══ PROVIDED DATA

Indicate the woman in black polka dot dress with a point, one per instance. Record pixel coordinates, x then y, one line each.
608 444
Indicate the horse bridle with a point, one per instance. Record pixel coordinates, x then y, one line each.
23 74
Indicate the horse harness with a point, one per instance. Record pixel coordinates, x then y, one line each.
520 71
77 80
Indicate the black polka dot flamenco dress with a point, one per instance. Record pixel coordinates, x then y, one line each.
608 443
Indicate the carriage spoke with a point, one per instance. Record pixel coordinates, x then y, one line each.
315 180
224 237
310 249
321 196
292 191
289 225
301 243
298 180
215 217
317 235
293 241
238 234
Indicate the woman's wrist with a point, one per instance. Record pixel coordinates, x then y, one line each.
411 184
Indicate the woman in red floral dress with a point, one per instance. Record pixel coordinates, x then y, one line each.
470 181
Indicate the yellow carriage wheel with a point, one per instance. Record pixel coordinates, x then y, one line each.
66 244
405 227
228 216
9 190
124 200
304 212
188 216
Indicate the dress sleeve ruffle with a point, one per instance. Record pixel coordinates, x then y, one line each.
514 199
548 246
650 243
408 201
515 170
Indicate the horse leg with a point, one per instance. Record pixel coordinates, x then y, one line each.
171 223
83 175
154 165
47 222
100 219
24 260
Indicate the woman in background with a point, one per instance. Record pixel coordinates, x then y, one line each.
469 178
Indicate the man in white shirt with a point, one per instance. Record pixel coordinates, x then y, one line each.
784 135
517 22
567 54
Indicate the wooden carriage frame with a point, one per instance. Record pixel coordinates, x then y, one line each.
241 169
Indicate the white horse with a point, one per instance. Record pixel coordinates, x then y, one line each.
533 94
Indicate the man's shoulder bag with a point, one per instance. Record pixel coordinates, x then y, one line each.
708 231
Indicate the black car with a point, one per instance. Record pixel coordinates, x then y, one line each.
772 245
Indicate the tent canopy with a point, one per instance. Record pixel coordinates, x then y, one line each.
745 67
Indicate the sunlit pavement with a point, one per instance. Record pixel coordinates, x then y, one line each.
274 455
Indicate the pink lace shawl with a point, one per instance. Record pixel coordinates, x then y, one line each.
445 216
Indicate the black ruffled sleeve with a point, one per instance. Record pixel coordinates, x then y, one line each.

════

■ YOUR GOAL:
Rewrite the lines from the one containing "Indicate the pink" through the last line above, keeping every line, and add 69 to each pixel coordinate in the answers.

■ ANSWER TO THIS PROBLEM:
Indicate the pink lace shawl with a point, one per instance. Record pixel coordinates, x then y, one line each.
514 285
Indicate the black ruffled sleeve with a point, one per instance. Record pixel coordinates, x then y, one line each.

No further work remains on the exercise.